Material to process:
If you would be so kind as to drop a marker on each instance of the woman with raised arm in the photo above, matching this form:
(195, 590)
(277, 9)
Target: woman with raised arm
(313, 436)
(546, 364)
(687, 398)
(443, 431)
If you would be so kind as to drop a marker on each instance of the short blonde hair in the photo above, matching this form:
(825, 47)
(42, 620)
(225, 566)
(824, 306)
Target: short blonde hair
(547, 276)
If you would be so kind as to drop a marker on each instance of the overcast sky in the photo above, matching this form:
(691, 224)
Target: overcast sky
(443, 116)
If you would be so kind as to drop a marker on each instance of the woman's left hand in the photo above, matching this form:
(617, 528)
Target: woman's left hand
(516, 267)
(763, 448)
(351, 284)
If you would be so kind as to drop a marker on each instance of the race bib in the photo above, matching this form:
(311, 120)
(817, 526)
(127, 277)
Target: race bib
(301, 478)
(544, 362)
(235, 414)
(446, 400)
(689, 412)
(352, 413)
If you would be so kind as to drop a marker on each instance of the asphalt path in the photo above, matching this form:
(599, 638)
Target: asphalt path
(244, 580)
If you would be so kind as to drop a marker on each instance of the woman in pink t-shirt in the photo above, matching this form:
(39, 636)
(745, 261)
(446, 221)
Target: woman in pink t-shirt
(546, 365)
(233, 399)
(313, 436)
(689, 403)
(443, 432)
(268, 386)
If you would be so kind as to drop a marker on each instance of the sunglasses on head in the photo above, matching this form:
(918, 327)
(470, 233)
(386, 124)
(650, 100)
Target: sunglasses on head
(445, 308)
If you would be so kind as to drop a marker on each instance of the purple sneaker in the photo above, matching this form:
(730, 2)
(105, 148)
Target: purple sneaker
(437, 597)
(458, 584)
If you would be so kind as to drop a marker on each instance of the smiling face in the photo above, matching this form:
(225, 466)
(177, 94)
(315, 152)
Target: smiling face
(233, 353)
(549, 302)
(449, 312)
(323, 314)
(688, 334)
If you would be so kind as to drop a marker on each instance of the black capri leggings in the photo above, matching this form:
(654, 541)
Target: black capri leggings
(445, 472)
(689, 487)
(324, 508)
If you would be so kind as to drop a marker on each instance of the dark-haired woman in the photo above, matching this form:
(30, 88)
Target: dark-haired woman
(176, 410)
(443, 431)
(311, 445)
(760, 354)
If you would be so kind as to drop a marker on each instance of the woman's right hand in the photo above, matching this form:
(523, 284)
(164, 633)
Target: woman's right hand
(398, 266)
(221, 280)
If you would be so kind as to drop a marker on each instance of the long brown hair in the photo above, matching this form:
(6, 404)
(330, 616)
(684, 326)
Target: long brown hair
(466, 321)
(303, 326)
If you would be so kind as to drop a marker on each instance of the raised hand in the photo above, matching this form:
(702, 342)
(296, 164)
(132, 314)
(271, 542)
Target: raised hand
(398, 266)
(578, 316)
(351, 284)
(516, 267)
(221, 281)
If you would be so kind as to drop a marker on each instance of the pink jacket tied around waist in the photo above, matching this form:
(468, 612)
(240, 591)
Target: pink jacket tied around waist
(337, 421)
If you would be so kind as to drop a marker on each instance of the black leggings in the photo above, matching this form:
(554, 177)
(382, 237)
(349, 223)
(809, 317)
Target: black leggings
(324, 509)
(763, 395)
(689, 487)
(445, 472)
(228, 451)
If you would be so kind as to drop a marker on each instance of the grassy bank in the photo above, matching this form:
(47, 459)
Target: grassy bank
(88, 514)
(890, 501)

Problem:
Reproduce only those lines of the entries above that run from the line with "the black leggings" to the final line.

Answer for this exercise:
If you would be so kind as to drop a marker on each instance of the black leggings in the photo above, matching this form:
(554, 177)
(382, 237)
(349, 223)
(809, 317)
Target: black leggings
(324, 509)
(763, 395)
(689, 487)
(445, 472)
(228, 451)
If you would be so kind as to drop a marker on each instance of the grassy bank in the photo above, matching this form:
(47, 459)
Target: grassy bank
(88, 514)
(890, 501)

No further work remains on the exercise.